§ **Task brief**: Nothing but the lines below between the line holding "Would you mind indicating the industrial" and the line holding "Would you mind indicating the leafless", inclusive, should appear in the answer, each set down exactly.

§ **Extracted entries**:
────────────────────
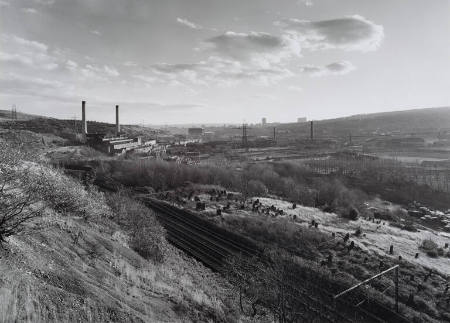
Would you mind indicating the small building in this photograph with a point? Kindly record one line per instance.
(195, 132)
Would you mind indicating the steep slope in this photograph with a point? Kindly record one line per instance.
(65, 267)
────────────────────
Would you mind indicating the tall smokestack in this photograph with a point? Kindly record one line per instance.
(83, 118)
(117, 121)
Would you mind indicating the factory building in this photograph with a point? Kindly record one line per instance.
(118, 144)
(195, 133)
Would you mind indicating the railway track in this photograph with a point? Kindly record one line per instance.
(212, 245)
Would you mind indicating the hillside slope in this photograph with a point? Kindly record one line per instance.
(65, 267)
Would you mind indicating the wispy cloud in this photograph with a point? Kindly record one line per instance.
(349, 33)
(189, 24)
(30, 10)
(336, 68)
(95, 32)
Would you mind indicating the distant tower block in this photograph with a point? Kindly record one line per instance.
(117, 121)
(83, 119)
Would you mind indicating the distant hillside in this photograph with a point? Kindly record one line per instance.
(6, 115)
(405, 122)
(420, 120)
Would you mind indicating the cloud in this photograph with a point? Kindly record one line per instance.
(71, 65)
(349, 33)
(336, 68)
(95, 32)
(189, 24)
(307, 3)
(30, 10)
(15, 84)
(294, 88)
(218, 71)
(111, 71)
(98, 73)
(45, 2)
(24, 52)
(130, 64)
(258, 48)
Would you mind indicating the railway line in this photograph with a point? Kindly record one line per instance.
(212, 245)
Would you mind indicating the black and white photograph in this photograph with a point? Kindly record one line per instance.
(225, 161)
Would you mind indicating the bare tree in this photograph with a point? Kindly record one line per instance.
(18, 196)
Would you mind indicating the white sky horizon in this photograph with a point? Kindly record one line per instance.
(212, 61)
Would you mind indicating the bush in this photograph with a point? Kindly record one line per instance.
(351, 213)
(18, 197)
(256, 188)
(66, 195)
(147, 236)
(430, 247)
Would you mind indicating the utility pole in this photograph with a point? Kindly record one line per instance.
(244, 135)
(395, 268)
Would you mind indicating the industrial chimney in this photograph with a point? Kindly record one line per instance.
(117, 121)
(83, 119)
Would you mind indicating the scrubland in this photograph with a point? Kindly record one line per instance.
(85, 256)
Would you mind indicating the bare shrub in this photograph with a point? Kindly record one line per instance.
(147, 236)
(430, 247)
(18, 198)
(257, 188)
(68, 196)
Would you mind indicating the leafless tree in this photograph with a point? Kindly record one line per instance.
────────────────────
§ **Exercise solution**:
Would you mind indicating the industrial chimney in this photograph with a point? Kindly record one line per instance.
(117, 121)
(83, 119)
Would you mind indicating the scrubland in this photograph with a point? Kindly record one line per instance.
(85, 256)
Would you mind indicating the bare shrub in this photograph with a point? Kindly record one line per instance.
(147, 236)
(430, 247)
(18, 198)
(257, 188)
(68, 196)
Would you mind indicating the leafless tree in this photograph with a point? Kindly record one line per instance.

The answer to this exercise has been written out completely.